Polygon outlines for photos:
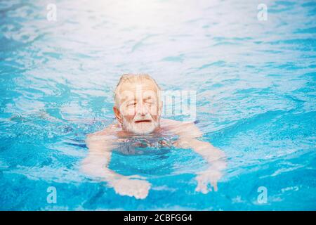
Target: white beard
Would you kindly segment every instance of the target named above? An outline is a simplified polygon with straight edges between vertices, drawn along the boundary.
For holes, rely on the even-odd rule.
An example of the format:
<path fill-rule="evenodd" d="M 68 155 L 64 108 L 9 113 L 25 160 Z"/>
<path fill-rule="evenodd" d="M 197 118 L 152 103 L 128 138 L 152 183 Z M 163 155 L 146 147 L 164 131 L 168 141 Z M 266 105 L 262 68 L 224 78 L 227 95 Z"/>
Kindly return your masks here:
<path fill-rule="evenodd" d="M 150 122 L 136 123 L 135 121 L 139 120 L 150 120 Z M 127 122 L 123 117 L 122 126 L 125 130 L 136 134 L 147 134 L 152 133 L 159 126 L 159 122 L 154 121 L 150 115 L 145 117 L 140 117 L 137 115 L 134 117 L 131 122 Z"/>

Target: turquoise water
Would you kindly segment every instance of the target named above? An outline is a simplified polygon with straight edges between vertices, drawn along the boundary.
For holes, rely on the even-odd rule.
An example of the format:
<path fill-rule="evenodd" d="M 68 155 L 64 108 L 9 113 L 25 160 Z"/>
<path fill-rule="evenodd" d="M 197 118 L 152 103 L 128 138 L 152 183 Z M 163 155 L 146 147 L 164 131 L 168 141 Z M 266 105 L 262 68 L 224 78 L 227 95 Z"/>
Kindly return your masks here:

*Exercise description*: Format every line of the records above as a Markdown table with the columns "Row" and "Text", numbering the rows and skipping blank lines. Leave out the pictures.

*Response*:
| Row | Text |
|---|---|
| 1 | Target: white beard |
| 2 | Would you kindly segment every instance of the target named above? An outline is a simplified polygon with straight edges between vertices, drawn along the boundary. |
| 3 | For holes, rely on the even-odd rule. |
| 4 | An example of the format: |
| 5 | <path fill-rule="evenodd" d="M 68 155 L 64 108 L 9 113 L 25 160 Z"/> |
| 6 | <path fill-rule="evenodd" d="M 197 118 L 152 103 L 128 138 L 152 183 Z M 163 155 L 146 147 L 164 131 L 168 141 Z M 266 105 L 262 68 L 224 78 L 227 95 Z"/> |
| 7 | Kindly return your masks here: |
| 8 | <path fill-rule="evenodd" d="M 150 122 L 136 123 L 135 121 L 139 120 L 150 120 Z M 127 122 L 123 117 L 122 126 L 125 130 L 136 134 L 147 134 L 152 133 L 159 126 L 159 122 L 154 121 L 150 115 L 145 117 L 140 117 L 137 115 L 134 117 L 131 122 Z"/> |
| 9 | Target: turquoise water |
| 10 | Would you kindly segment every instance of the target named above? An outline is a simplified polygon with straight edges between vertices, drawn along the boundary. |
| 11 | For holes, rely on the even-odd rule. |
| 12 | An example of the format: |
| 13 | <path fill-rule="evenodd" d="M 68 155 L 64 108 L 9 113 L 25 160 Z"/> |
| 14 | <path fill-rule="evenodd" d="M 197 118 L 152 103 L 128 138 L 152 183 Z M 163 155 L 146 147 L 164 131 L 168 141 Z M 266 105 L 262 68 L 224 78 L 227 95 Z"/> |
| 15 | Kindly return your masks here: |